TEKST ŹRÓDŁOWY -
=======

Kurczak w szynce parmeńskiej i pesto jest jednym z ulubionych dań naszych dzieci (i gości). Córeczki nakładają sobie olbrzymie porcje, po których po chwili i tak nie ma ani śladu. W jego przygotowaniu można użyć gotowego pesto ze słoiczka, ale zdecydowanie polecam produkcję własnego. Wbrew pozorom zajmuje to chwilę, a smak jest po prostu wyśmienity! Pesto można zrobić wcześniej i przechowywać w lodówce. A w tygodniu, kiedy nie ma czasu na skomplikowane dania, wystarczy po pracy jedynie wskoczyć do sklepu po kurczaka, szynkę parmeńską oraz makaron tagliatelle (z którym danie to jest najlepsze moim zdaniem), a potem - rach-ciach! - i pożywna kolacja gotowa.
Danie to jest pyszne, ładnie wygląda i sprawdza się idealnie, gdy chcemy zachwycić gości smakiem i wyglądem potrawy, nie wkładając w to morderczego wysiłku.
Składniki (4 porcje)
2 podwójne piersi z kurczaka
8 plastrów szynki parmeńskiej
10 pomidorków koktajlowych, przekrojonych na pół
liście bazylii
Pesto:
słoiczek pomidorów suszonych w oliwie (wraz z oliwą)
garść prażonych orzechów nerkowca
2 garście liści bazylii
3 łyżki tartego parmezanu
1 ząbek czosnku
3,5 szczypty świeżo mielonego pieprzu i 4,5 szczypty soli morskiej do smaku (taki żarcik z tymi szczyptami, popieprzcie i posólcie do smaku, jak lubicie 🙂 )

=======

(Zapisy z adnotacjami pozycji)
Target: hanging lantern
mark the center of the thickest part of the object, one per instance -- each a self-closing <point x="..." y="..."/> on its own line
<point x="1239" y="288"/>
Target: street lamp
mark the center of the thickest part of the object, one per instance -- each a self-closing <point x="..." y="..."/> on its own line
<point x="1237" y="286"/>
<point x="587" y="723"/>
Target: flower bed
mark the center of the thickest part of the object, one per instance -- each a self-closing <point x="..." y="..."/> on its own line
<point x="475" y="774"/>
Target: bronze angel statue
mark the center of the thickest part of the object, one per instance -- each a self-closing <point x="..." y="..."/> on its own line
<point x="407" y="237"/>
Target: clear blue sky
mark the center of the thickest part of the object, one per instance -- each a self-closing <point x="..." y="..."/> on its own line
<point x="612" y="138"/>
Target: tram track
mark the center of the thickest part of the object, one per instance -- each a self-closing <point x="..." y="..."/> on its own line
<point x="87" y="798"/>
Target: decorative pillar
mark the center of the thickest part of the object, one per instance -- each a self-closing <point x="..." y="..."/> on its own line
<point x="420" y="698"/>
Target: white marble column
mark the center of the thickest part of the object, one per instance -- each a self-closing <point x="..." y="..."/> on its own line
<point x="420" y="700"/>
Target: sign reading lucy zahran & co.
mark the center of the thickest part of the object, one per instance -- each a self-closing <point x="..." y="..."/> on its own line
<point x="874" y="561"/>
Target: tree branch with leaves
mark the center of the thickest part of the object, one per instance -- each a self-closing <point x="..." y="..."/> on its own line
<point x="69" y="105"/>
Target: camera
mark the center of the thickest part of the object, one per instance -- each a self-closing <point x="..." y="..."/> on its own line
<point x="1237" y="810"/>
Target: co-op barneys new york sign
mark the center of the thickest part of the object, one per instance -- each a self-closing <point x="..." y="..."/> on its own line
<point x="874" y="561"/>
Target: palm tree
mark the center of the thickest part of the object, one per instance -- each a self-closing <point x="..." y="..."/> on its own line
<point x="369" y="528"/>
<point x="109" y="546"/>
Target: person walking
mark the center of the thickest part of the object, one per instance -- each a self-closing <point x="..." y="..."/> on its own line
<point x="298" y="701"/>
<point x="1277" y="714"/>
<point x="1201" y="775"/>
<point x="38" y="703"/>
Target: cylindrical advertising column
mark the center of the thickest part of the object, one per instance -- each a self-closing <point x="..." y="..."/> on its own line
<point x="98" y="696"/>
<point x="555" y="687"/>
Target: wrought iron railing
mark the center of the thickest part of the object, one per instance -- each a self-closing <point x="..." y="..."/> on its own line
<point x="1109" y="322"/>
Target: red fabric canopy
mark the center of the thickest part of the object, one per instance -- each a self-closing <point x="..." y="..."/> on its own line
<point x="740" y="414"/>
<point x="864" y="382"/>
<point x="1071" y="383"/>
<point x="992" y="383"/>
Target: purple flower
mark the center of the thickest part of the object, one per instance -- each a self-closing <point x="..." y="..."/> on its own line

=======

TREŚĆ POLECENIA - Powtórz słowo w słowo fragment przepisu na kurczaka w szynce parmeńskiej. Zacznij od słów „Składniki (4 porcje)”, a skończ na słowach „lubicie 🙂 )”.

WYKONANE ZADANIE -
Składniki (4 porcje)
2 podwójne piersi z kurczaka
8 plastrów szynki parmeńskiej
10 pomidorków koktajlowych, przekrojonych na pół
liście bazylii
Pesto:
słoiczek pomidorów suszonych w oliwie (wraz z oliwą)
garść prażonych orzechów nerkowca
2 garście liści bazylii
3 łyżki tartego parmezanu
1 ząbek czosnku
3,5 szczypty świeżo mielonego pieprzu i 4,5 szczypty soli morskiej do smaku (taki żarcik z tymi szczyptami, popieprzcie i posólcie do smaku, jak lubicie 🙂 )